• _EXERCICE COURT 1_
Extrayez à l'identique tout ce qui va du début de la liste jusqu'à la ligne contenant « (1086, 296) », ces deux bornes comprises. Laissez les images de côté dans votre réponse.

• _EXTRAIT À LIRE_

Mme Plante – Il se passe beaucoup de choses à Montréal et plusieurs portions du territoire qui étaient autrefois administrées par le Port vont bientôt faire l’objet d’une nouvelle vision de développement. Or, quand on développe un territoire aussi chargé d’histoire, on a le devoir de le faire en collaboration avec la population. Il faut donc multiplier les occasions qu’elle aura de s’exprimer, mais aussi le faire avec beaucoup d’ouverture. Ce dialogue continu, mais aussi cette volonté de donner la parole autant aux experts qu’aux citoyens, est la clé pour faire des projets de qualité. Cela demande du temps, mais c’est nécessaire, car les décisions qu’on va prendre aujourd’hui pour aménager les secteurs près du port auront de l’influence sur des dizaines et des dizaines d’années. C’est donc important de faire les choses de façon exemplaire. On souhaite également faire de Montréal une métropole de réconciliation avec les Peuples autochtones. On travaille avec l’ensemble des partenaires et on salue le leadership du Port Montréal, qui se joint au grand cercle d’engagement pour la pleine participation des Peuples autochtones à l’économie québécoise.

Un effort coordonné pour répondre à l’Agenda 2030

AIVP- Les deux entités ont collaboré à l’analyse de leurs actions individuelles et conjointes, actuelles et potentielles, pour atteindre les différents objectifs de l’Agenda 2030 de l’AIVP. Quels sont vos retours d’expériences de cet exercice et recommandez-vous à d’autres ports et villes de le faire ?

M. Imbleau – Mettre en commun nos projets et faire preuve de transparence, comme les gens de la Ville et nos équipes l’ont fait, ça amène des défis. Ç’a été l’occasion de constater que, même si nous avions des perspectives et, parfois, des priorités différentes, eh bien, nous avions beaucoup d’objectifs en commun. Ces atomes crochus sont des bases solides pour la suite parce que notre intention, ce n’est pas uniquement de regarder et de suivre les projets de chacun. Notre intention c’est de faire davantage de projets coordonnés et concertés, notamment pour améliorer l’interface entre la ville et le port.

[Données enregistrées]
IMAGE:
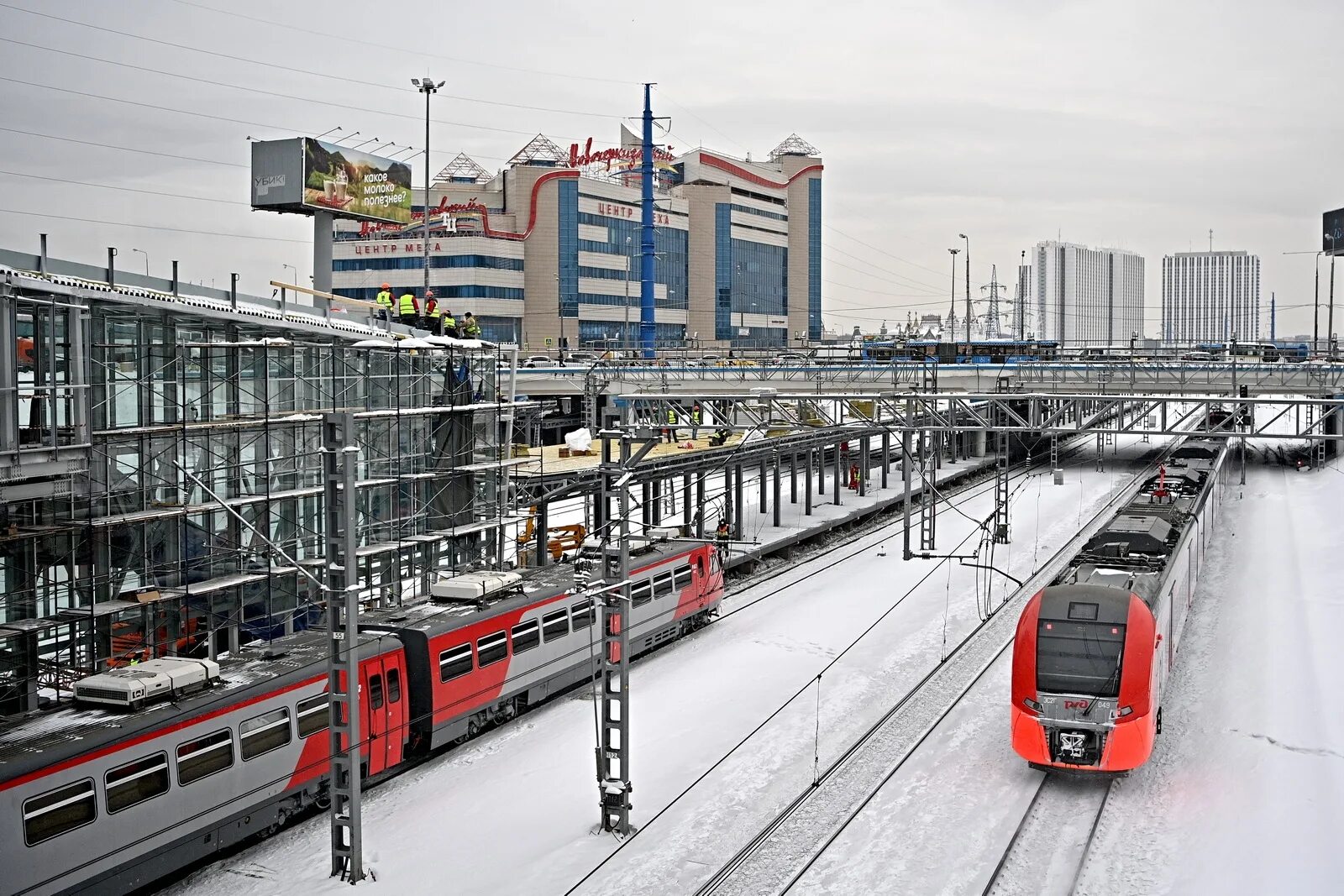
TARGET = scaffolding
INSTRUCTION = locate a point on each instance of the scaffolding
(161, 472)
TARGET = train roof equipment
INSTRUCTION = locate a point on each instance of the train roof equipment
(148, 681)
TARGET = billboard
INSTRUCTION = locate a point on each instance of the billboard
(1332, 231)
(304, 175)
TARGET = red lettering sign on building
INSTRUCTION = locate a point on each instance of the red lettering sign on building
(628, 155)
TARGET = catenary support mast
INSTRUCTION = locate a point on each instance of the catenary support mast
(648, 325)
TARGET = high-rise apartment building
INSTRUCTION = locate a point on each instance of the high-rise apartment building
(1210, 297)
(1086, 296)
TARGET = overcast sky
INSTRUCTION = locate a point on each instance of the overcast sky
(1140, 125)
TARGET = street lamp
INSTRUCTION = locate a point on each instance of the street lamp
(1316, 313)
(952, 312)
(629, 262)
(968, 296)
(1330, 318)
(427, 87)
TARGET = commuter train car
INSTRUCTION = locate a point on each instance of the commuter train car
(134, 782)
(1095, 649)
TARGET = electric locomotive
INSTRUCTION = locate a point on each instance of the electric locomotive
(165, 763)
(1095, 649)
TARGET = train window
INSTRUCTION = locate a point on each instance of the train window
(528, 636)
(136, 782)
(1079, 658)
(642, 593)
(582, 614)
(555, 625)
(492, 647)
(58, 812)
(454, 664)
(262, 734)
(1085, 611)
(313, 715)
(205, 757)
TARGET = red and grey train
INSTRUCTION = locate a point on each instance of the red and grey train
(1095, 649)
(105, 801)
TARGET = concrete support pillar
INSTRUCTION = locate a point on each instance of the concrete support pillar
(543, 557)
(738, 503)
(978, 443)
(886, 456)
(776, 492)
(806, 485)
(699, 504)
(839, 474)
(761, 476)
(685, 501)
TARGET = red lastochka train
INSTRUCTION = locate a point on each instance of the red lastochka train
(1095, 649)
(167, 762)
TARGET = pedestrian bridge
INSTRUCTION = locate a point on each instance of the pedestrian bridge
(1163, 378)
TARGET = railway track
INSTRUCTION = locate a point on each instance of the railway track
(1046, 852)
(783, 852)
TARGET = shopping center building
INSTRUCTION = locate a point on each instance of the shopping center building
(549, 248)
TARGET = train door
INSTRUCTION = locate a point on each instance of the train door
(382, 680)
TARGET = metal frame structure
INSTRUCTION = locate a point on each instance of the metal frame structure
(339, 459)
(161, 477)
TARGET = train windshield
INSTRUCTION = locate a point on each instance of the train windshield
(1079, 658)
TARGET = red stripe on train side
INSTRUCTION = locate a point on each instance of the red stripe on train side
(165, 730)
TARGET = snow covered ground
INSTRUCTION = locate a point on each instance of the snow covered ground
(1245, 793)
(511, 813)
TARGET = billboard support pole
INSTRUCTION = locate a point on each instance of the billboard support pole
(427, 86)
(323, 224)
(648, 320)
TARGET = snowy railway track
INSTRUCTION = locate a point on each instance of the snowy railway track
(783, 852)
(1046, 852)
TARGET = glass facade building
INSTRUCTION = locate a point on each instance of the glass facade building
(539, 244)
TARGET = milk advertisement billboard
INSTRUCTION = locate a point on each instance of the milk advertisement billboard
(304, 175)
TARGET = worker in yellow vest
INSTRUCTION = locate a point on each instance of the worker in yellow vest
(433, 313)
(407, 308)
(385, 302)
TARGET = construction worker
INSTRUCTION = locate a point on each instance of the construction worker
(407, 309)
(433, 315)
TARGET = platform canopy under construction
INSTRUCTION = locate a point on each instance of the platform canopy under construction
(161, 466)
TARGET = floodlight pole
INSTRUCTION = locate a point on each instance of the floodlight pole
(428, 87)
(342, 575)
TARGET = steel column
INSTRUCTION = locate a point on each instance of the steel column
(340, 450)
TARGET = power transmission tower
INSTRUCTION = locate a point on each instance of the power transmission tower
(992, 316)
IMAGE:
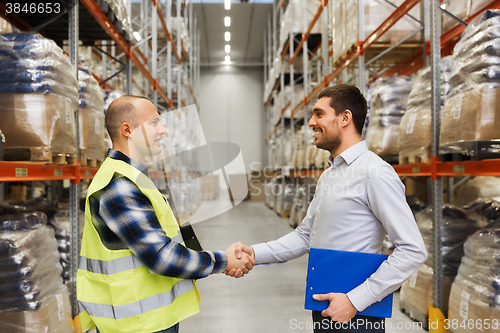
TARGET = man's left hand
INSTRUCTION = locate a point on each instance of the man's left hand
(340, 309)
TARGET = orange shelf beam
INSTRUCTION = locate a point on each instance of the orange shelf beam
(413, 169)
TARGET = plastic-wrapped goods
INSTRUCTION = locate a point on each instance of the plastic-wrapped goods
(345, 36)
(472, 112)
(293, 20)
(5, 26)
(61, 224)
(299, 202)
(416, 293)
(120, 9)
(298, 150)
(38, 97)
(414, 140)
(478, 187)
(310, 152)
(456, 228)
(30, 280)
(288, 197)
(471, 117)
(475, 293)
(387, 107)
(320, 161)
(91, 118)
(485, 210)
(110, 96)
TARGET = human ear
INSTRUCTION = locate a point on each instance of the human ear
(126, 129)
(346, 118)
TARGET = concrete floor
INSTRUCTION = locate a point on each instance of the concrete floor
(270, 298)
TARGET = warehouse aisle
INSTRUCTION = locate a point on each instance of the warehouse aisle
(270, 298)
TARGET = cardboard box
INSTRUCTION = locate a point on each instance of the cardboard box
(471, 116)
(54, 316)
(37, 121)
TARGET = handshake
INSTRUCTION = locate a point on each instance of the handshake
(240, 260)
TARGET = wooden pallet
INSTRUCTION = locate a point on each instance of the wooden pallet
(414, 158)
(414, 314)
(345, 55)
(41, 156)
(469, 151)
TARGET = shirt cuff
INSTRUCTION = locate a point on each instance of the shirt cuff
(220, 262)
(360, 297)
(262, 254)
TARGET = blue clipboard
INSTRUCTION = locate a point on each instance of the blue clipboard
(340, 272)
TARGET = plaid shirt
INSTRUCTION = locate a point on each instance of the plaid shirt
(125, 219)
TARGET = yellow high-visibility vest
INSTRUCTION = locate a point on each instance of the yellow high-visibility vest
(116, 292)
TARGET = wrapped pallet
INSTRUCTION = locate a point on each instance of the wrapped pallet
(387, 107)
(475, 294)
(91, 120)
(478, 187)
(345, 36)
(33, 298)
(38, 97)
(414, 140)
(293, 20)
(298, 206)
(471, 117)
(455, 229)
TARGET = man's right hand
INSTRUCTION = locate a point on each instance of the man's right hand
(240, 252)
(237, 262)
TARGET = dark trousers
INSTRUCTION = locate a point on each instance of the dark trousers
(357, 324)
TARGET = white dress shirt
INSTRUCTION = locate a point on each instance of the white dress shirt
(358, 200)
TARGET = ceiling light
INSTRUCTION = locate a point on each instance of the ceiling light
(137, 36)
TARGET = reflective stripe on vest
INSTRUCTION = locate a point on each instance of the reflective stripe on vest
(139, 307)
(116, 265)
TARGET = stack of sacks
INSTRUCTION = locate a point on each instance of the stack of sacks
(414, 140)
(38, 96)
(91, 118)
(388, 105)
(416, 292)
(345, 36)
(475, 293)
(293, 20)
(33, 297)
(472, 113)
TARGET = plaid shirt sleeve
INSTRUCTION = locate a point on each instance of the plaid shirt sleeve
(129, 214)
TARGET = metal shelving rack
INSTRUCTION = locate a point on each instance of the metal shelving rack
(29, 171)
(434, 46)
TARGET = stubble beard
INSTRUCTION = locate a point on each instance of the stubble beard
(329, 144)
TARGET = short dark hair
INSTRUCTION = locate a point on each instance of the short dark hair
(120, 110)
(346, 97)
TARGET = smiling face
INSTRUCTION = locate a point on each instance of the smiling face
(145, 139)
(325, 124)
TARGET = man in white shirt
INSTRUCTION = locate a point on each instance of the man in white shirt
(358, 199)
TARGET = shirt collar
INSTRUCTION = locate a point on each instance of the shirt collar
(118, 155)
(350, 154)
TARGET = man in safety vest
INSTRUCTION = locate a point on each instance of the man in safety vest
(135, 275)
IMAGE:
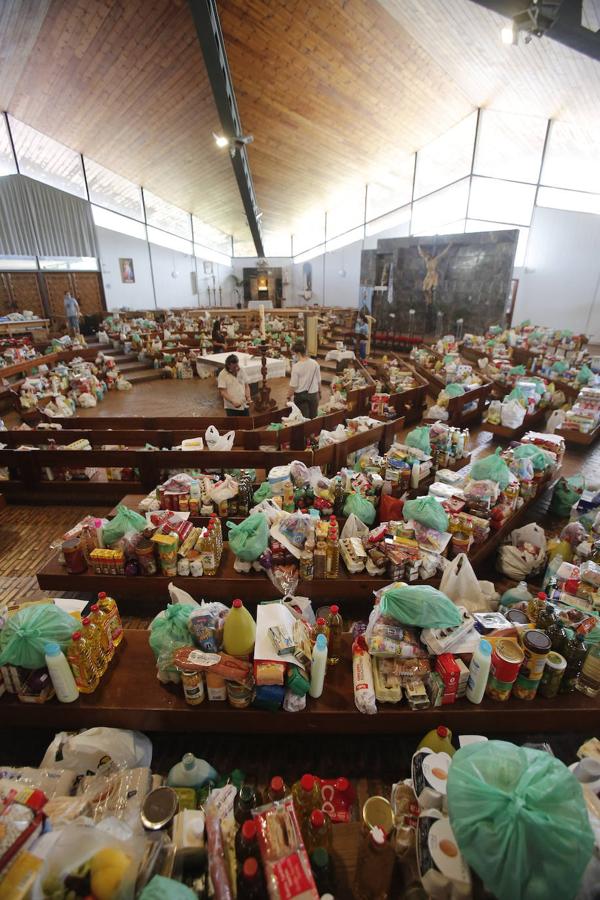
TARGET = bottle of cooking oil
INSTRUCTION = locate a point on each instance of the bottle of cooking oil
(103, 623)
(79, 657)
(92, 635)
(333, 550)
(110, 608)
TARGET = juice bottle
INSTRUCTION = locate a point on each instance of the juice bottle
(102, 622)
(318, 831)
(110, 608)
(439, 740)
(335, 625)
(80, 659)
(92, 635)
(574, 651)
(307, 796)
(277, 789)
(239, 631)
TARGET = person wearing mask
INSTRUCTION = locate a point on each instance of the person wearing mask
(233, 388)
(218, 338)
(305, 383)
(72, 313)
(362, 335)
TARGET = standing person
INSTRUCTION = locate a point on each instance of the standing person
(305, 383)
(72, 313)
(218, 338)
(362, 334)
(233, 388)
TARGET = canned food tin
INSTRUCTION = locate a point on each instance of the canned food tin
(506, 661)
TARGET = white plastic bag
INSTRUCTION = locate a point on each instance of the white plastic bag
(353, 527)
(98, 751)
(513, 414)
(459, 582)
(216, 441)
(555, 420)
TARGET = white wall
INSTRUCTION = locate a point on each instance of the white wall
(559, 283)
(170, 292)
(113, 245)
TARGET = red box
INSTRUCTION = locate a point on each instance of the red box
(449, 671)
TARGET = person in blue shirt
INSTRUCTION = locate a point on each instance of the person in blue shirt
(361, 330)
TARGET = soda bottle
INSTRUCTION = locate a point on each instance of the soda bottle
(110, 608)
(574, 651)
(335, 625)
(318, 831)
(307, 796)
(103, 623)
(80, 659)
(92, 634)
(277, 789)
(250, 881)
(245, 842)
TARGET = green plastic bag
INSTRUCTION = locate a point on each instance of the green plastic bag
(26, 633)
(420, 605)
(419, 438)
(428, 511)
(250, 538)
(584, 375)
(567, 491)
(360, 506)
(124, 521)
(171, 628)
(492, 467)
(264, 492)
(538, 456)
(520, 820)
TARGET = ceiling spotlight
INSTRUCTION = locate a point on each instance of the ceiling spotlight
(221, 140)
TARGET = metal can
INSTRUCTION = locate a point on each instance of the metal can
(193, 687)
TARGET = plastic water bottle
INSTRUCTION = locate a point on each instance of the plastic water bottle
(60, 673)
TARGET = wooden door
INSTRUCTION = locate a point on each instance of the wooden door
(86, 287)
(57, 285)
(24, 288)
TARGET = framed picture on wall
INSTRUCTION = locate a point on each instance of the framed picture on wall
(126, 267)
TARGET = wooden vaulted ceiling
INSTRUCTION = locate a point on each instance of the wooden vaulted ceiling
(335, 92)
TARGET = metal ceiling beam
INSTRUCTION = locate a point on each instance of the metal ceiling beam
(208, 27)
(566, 30)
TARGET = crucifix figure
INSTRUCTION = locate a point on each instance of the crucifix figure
(432, 278)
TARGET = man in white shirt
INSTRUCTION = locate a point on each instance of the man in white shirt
(233, 388)
(73, 314)
(305, 383)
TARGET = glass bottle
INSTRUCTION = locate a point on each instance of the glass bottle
(334, 644)
(318, 831)
(103, 623)
(589, 680)
(245, 801)
(574, 651)
(109, 606)
(92, 635)
(277, 789)
(79, 657)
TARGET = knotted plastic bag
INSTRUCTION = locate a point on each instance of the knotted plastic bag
(419, 438)
(361, 507)
(428, 511)
(492, 468)
(26, 633)
(250, 538)
(420, 605)
(124, 521)
(520, 820)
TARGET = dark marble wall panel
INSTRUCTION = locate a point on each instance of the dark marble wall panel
(464, 276)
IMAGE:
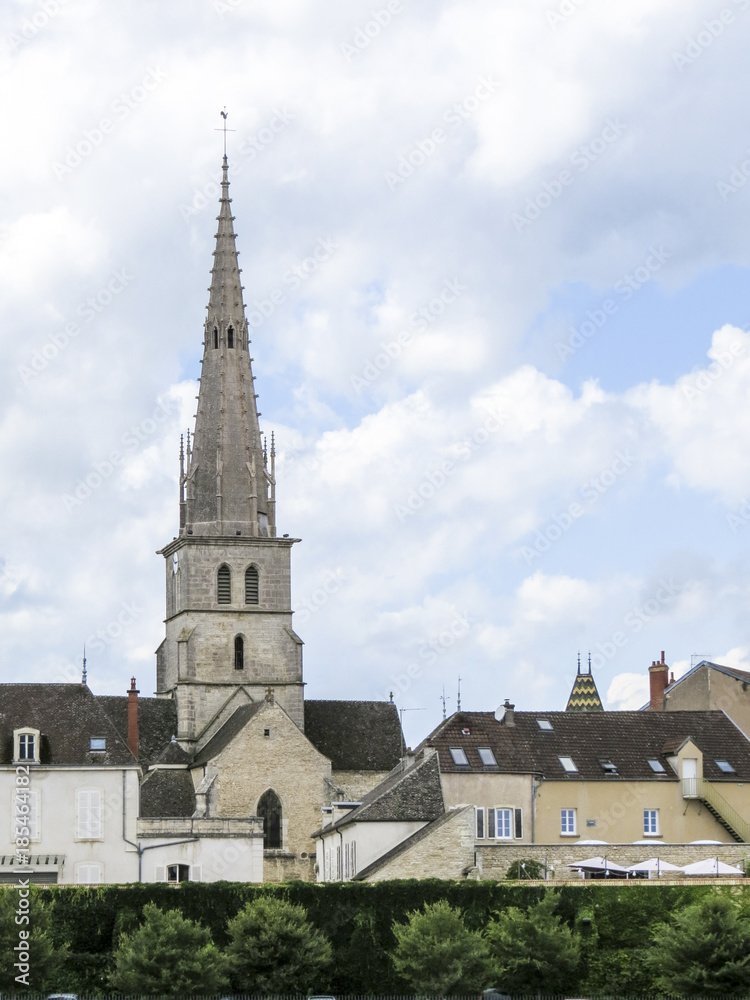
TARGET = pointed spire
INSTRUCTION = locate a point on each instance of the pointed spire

• _EXERCICE COURT 2_
Poursuivez l'entretien sur le port et la ville de Montréal à partir de sa dernière phrase.

• _RÉPONSE ATTENDUE 1_
IMAGE:
TARGET = scaffolding
INSTRUCTION = locate a point on each instance of the scaffolding
(161, 472)
TARGET = train roof equipment
INSTRUCTION = locate a point on each instance of the train roof equipment
(148, 681)
TARGET = billboard
INSTRUCTION = locate a point on each instance of the billboard
(1332, 231)
(304, 175)
TARGET = red lettering sign on building
INSTRUCTION = locate a point on each instance of the red lettering sign on building
(628, 155)
TARGET = catenary support mast
INSTRUCTION = locate a point on each instance of the catenary support mast
(648, 325)
TARGET = high-rise apartment building
INSTRUCTION = locate a point on each instance of the high-rise apartment building
(1210, 297)
(1086, 296)

• _RÉPONSE ATTENDUE 2_
Mme Plante – À plusieurs égards, les équipes ont constaté que le port est un peu une ville dans la ville. Alors, quand on a regardé les interventions de chacun, on a vite constaté que, de la gestion des eaux pluviales jusqu’à la plantation des arbres, il y avait plusieurs choses que l’on déployait déjà ensemble. Grâce aux commentaires de l’AIVP (et à l’Agenda 2030), on a aussi constaté qu’il y avait des éléments sur lesquels on devait davantage collaborer, comme l’arrimage avec le transport en commun et actif et la protection de la biodiversité. Montréal vient juste d’accueillir la COP 15 sur la biodiversité, et on vise à grandement accélérer nos efforts sur cette question. Alors autant le faire ensemble !

Une interface port-ville de qualité pour Montréal

AIVP- L’objectif 8 de notre Agenda 2030 qui porte sur l’interface Ville Port, est la raison d’être originelle de l’AIVP : quels sont les projets de la Ville et du Port pour valoriser cette zone et l’ouvrir au public ?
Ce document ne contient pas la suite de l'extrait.